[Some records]
— Start —

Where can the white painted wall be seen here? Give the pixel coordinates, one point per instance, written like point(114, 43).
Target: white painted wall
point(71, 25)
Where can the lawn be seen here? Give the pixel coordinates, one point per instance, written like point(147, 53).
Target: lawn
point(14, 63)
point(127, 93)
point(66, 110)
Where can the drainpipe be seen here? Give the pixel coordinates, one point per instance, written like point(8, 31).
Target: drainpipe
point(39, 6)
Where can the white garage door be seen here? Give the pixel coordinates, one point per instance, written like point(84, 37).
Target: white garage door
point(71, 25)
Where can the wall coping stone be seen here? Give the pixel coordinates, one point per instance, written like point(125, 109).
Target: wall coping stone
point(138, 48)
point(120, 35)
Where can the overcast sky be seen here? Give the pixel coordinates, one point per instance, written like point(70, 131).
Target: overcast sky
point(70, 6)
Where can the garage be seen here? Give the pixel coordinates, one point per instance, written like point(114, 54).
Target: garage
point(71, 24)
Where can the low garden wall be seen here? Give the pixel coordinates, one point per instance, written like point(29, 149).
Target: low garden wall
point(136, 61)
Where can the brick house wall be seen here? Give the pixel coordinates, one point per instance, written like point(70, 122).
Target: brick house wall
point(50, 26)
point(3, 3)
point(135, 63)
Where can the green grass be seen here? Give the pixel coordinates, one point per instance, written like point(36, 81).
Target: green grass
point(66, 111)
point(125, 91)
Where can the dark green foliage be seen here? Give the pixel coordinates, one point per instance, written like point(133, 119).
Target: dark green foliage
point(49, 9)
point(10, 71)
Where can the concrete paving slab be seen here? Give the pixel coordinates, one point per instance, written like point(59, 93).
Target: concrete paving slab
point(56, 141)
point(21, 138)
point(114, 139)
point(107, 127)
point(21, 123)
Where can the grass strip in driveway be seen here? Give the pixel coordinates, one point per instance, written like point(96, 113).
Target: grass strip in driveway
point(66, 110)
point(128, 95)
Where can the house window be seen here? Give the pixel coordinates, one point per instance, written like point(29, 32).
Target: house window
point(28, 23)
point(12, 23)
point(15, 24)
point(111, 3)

— End —

Format every line of the items above as a JSON list of strings, one string per line, leaving out blank lines.

### Answer in full
[
  "Where can the white painted wall be seen here? Give the pixel coordinates, one point per instance, written like point(114, 43).",
  "Target: white painted wall",
  "point(71, 25)",
  "Where can the lawn be seen here? Give the pixel coordinates, one point per instance, written like point(147, 53).",
  "Target: lawn",
  "point(14, 63)",
  "point(127, 93)",
  "point(66, 110)",
  "Where can the drainpipe be seen here? Give the pixel coordinates, one point per instance, written like point(8, 31).",
  "Target: drainpipe",
  "point(39, 6)",
  "Where can the white garage door be seen here? Give the pixel coordinates, one point per instance, written like point(84, 37).",
  "Target: white garage door",
  "point(71, 25)",
  "Where can the wall coping stone be seen here? Give the pixel coordinates, one point per instance, written like point(125, 109).",
  "Target: wall coping stone",
  "point(138, 48)",
  "point(120, 35)",
  "Where can the overcast sky be seen here? Give the pixel coordinates, one point per instance, written like point(70, 131).",
  "Target: overcast sky",
  "point(70, 6)",
  "Where can the garage be seen here? Give the pixel coordinates, one point per instance, written like point(114, 54).",
  "Target: garage",
  "point(71, 24)",
  "Where can the low garden wall be seen here? Give the pixel coordinates, one point per instance, written like point(29, 149).",
  "Target: low garden wall",
  "point(136, 61)",
  "Where can the brick house wall be seen here? Give the pixel coordinates, one point per instance, written like point(70, 122).",
  "Target: brick house wall",
  "point(50, 26)",
  "point(3, 3)",
  "point(135, 63)",
  "Where can the green grass be seen here? Give the pixel coordinates, one point per instance, written like point(36, 81).",
  "Target: green grass",
  "point(66, 111)",
  "point(125, 91)",
  "Where can the dark green foliage be seen here? Give the pixel coordinates, one point per instance, written like point(133, 119).",
  "Target: dark green foliage",
  "point(49, 9)",
  "point(10, 71)",
  "Where can the concrete paving slab be seen here? Give the pixel coordinates, one point per instance, written like point(59, 93).",
  "Target: concrete paving slab",
  "point(56, 141)",
  "point(21, 138)",
  "point(114, 139)",
  "point(107, 127)",
  "point(21, 123)",
  "Where can the grass strip in driveway be seen here? Give the pixel coordinates, one point per instance, written like point(96, 113).",
  "Target: grass strip in driveway",
  "point(66, 110)",
  "point(128, 95)",
  "Where can the house window be seen here? Give the pixel coordinates, one point per instance, written like point(29, 32).",
  "Target: house window",
  "point(28, 23)",
  "point(12, 23)",
  "point(15, 24)",
  "point(111, 3)"
]